• _Exercise requirements_
Lines below containing the word "instance" should be copied out.

• _Source material_
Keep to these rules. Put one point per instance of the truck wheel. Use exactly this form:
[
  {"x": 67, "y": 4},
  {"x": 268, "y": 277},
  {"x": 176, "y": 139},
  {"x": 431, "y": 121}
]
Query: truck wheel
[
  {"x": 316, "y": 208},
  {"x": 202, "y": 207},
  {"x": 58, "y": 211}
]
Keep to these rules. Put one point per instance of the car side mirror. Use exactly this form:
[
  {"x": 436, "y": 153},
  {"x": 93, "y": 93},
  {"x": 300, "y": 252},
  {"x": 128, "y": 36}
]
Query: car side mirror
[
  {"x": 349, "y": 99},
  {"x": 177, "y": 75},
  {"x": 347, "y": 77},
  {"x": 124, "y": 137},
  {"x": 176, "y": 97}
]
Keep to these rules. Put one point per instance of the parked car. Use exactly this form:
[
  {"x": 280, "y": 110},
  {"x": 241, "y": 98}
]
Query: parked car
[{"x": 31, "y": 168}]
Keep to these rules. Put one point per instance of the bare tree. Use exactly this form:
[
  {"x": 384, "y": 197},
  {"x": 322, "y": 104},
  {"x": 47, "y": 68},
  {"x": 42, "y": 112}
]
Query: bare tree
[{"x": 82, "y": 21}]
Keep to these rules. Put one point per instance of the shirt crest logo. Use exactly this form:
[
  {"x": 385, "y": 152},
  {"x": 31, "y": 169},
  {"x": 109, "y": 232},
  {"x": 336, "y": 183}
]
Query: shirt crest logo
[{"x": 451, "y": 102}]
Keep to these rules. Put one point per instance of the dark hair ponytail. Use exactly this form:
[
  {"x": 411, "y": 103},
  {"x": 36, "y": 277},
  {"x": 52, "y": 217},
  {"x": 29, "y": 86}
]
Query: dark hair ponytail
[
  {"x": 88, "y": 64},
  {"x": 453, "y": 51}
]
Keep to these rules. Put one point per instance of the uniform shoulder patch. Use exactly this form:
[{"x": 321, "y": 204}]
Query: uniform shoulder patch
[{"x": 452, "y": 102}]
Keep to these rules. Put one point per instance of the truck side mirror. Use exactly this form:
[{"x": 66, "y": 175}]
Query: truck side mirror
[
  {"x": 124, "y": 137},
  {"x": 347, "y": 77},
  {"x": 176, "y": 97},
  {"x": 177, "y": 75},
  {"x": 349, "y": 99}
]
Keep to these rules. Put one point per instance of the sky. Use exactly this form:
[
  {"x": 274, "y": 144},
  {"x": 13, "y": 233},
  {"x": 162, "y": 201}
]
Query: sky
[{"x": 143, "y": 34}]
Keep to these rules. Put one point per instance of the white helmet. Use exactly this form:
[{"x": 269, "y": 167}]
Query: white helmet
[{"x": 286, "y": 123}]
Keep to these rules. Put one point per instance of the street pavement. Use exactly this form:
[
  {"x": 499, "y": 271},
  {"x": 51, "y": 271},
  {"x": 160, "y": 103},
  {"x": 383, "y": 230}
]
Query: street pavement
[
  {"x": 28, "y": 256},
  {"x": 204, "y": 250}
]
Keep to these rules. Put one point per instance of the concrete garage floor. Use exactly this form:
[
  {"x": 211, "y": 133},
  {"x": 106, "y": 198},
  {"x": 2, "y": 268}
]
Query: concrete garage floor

• _Written answer_
Keep to these rules. Put one point per instance of the truck wheel. Use exactly this form:
Keep to these rules. Put one point per instance of the car side mirror. Use exactly this form:
Keep to these rules. Put one point per instance of the parked car. Use exactly this form:
Keep to these rules. Put one point per instance of the bare tree. Use exactly this form:
Keep to these rules. Put one point per instance of the shirt crest logo. Use exactly this form:
Keep to these rules. Put one point per instance of the dark hair ponytail. Use exactly this form:
Keep to these rules. Put one point per instance of the uniform shoulder patch. Use exactly this form:
Keep to these rules. Put one point per instance of the truck side mirror. Use exactly this form:
Keep to these rules. Put one point per instance of the sky. Use exactly this form:
Keep to these rules. Put one point per instance of the white helmet. Use exactly this form:
Keep to these rules. Put one point per instance of the street pavement. Use exactly this form:
Keep to these rules. Put one point per instance of the concrete garage floor. Use exactly this form:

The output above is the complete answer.